* [Task details]: Substitute "locator" for every occurrence of "pointer" in the records below, leaving everything else unchanged, and omit the pictures from your answer.

* [Records supplied]:
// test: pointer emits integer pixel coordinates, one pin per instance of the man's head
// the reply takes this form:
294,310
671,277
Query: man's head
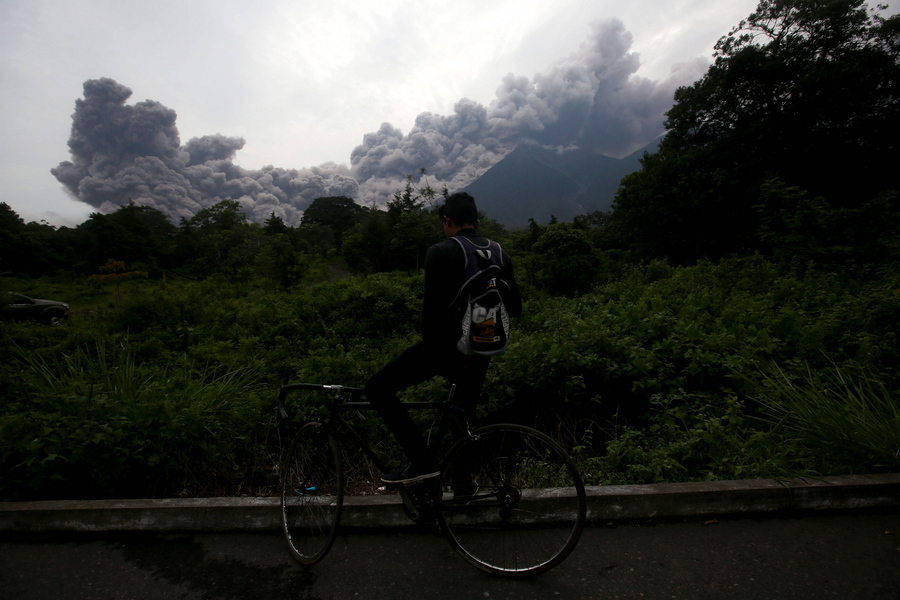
460,209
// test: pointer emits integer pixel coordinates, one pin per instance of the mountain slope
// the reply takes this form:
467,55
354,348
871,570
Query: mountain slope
532,182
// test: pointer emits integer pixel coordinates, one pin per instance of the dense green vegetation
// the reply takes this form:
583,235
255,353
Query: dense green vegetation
735,316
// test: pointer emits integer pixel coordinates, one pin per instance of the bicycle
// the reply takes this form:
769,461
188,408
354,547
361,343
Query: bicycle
509,498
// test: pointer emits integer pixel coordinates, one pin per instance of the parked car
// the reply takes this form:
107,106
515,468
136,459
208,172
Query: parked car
19,307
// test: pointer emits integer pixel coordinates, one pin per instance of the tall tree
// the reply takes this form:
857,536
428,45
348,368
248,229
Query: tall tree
806,92
337,213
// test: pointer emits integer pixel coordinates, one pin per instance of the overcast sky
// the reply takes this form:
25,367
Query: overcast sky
303,82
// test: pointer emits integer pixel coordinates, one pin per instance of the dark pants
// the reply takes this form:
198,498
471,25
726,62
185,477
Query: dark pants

* [Finished task]:
// test: locator emits integer pixel coordinates, one pin per instance of the man's head
// the reply takes this form:
294,310
671,277
Query: man's head
460,209
// test: locator emits integer pixel coordinates, one pin per instance of the mountain slope
// the reply takes this form:
467,55
354,348
871,570
Query: mountain slope
532,182
// test: locator emits integer pixel coordinates, one pin per instance of the dense green vegetation
// the reply takes this form:
583,235
255,353
Query: dense green vegetation
735,316
// test: locator emits integer pixel coordinates, one pin per instance of the bicycle
// the reply takes this form:
769,461
188,408
354,547
361,343
Query: bicycle
509,498
// test: locator emits integer pixel coordinates, one pin per instance of the parked car
// the reply takes this form:
107,106
515,468
136,459
208,172
Query: parked car
19,307
// test: locator emits integer pixel coordinates, one pin per instance of the tall tree
// the reply takes this form:
857,536
428,45
348,368
248,229
Query: tall tree
806,92
337,213
// test: locator emits integer pixel coordinates, one pin per instance of the overcast sky
// the reply takes this form:
25,367
Query: overcast sky
303,82
// test: locator emits integer pixel coordinates, one pin per instance of the dark pants
// the reply takes this form:
198,498
471,25
726,62
185,477
Query: dark pants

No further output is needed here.